GOAL OF THE EXERCISE —
Repeat the records. Match each character exactly.

━━━ DATASET EXTRACT ━━━

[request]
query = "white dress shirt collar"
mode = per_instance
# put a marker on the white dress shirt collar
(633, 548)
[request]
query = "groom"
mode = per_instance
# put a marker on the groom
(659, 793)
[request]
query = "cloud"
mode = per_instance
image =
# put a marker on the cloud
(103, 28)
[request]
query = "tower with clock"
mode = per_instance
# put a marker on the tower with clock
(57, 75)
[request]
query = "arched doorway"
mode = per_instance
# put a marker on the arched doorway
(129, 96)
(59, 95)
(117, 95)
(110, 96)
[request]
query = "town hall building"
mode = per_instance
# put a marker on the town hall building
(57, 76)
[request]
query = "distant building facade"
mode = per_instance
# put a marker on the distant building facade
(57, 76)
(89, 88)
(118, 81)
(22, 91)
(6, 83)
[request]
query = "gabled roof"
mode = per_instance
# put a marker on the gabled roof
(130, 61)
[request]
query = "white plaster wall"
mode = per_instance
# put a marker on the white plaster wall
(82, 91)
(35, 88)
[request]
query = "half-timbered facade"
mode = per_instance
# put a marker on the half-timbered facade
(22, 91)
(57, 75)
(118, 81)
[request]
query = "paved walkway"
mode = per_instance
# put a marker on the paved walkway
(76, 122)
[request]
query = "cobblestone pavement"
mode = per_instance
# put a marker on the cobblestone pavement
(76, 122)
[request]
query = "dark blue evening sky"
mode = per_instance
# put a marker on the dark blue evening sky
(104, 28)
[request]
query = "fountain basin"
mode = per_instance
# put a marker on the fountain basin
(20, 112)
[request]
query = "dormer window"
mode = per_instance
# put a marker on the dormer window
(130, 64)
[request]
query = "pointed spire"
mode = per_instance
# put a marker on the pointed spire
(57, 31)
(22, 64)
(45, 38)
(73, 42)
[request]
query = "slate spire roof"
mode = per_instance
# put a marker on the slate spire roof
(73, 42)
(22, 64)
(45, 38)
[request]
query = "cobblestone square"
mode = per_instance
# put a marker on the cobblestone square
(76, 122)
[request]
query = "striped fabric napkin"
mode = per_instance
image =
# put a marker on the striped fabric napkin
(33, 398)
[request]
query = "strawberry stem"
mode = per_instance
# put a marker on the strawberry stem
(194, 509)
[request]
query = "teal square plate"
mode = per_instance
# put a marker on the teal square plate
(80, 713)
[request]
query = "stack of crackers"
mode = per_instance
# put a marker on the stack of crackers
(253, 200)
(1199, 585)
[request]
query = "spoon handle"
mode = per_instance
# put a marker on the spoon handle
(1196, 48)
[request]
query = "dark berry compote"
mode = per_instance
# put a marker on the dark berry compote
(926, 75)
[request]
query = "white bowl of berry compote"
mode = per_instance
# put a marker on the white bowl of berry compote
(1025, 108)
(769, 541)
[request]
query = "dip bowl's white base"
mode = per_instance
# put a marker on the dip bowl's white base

━━━

PROBLEM SOLUTION —
[request]
query = "white dress shirt collar"
mode = per_instance
# put a marker on the white dress shirt collar
(633, 548)
[request]
query = "groom"
mode = per_instance
# put a marker on the groom
(659, 793)
[request]
query = "cloud"
mode = per_instance
image =
# put a marker on the cloud
(103, 28)
[request]
query = "tower with clock"
mode = per_instance
# put a marker on the tower with clock
(57, 75)
[request]
query = "arched doorway"
mode = per_instance
# put a marker on the arched doorway
(129, 96)
(59, 95)
(117, 95)
(110, 96)
[request]
query = "town hall building"
mode = per_instance
# put a marker on the town hall building
(57, 76)
[request]
query = "distant building facade"
mode = per_instance
# put a marker on the distant building facade
(57, 76)
(89, 88)
(118, 81)
(22, 91)
(6, 83)
[request]
query = "gabled roof"
mode = per_instance
# put a marker on the gabled roof
(130, 61)
[request]
query = "white plaster wall"
mode = per_instance
# put a marker on the white plaster wall
(82, 91)
(35, 88)
[request]
query = "half-timbered facade"
mode = per_instance
# put a marker on the half-timbered facade
(22, 91)
(57, 75)
(118, 81)
[request]
query = "paved walkway"
mode = per_instance
# put a marker on the paved walkway
(76, 122)
[request]
query = "cobblestone pavement"
mode = per_instance
# put a marker on the cobblestone pavement
(76, 122)
[request]
query = "dark blue evening sky"
mode = per_instance
# put a marker on the dark blue evening sky
(104, 28)
[request]
query = "fountain basin"
mode = per_instance
# put a marker on the fountain basin
(20, 112)
[request]
query = "dormer window"
mode = per_instance
# put a marker on the dormer window
(130, 64)
[request]
query = "pointed spire"
mode = per_instance
# put a marker on the pointed spire
(57, 31)
(22, 64)
(45, 38)
(73, 42)
[request]
query = "slate spire roof"
mode = per_instance
# put a marker on the slate spire roof
(73, 42)
(22, 64)
(45, 38)
[request]
query = "cobblestone square"
mode = per_instance
# put a marker on the cobblestone square
(76, 122)
[request]
query = "striped fabric napkin"
mode = per_instance
image =
# put a marker on the striped fabric napkin
(33, 398)
[request]
query = "strawberry stem"
mode = per_instance
# put a marker on the strawberry stem
(194, 509)
[request]
query = "teal square plate"
mode = per_instance
# put a marker on the teal square plate
(80, 713)
[request]
query = "stack of crackers"
mode = per_instance
# put a marker on the stack of crackers
(253, 200)
(1199, 585)
[request]
query = "spoon handle"
mode = per_instance
# put a marker on the spoon handle
(1196, 48)
[request]
query = "dark berry compote"
mode = per_instance
# put a marker on the dark berry compote
(926, 75)
[request]
query = "white bowl of berry compote"
mode = per_instance
# put a marker on the white bowl of berry compote
(1025, 108)
(769, 541)
[request]
query = "dip bowl's white base"
mode = per_instance
# put a marker on the dip bowl's white base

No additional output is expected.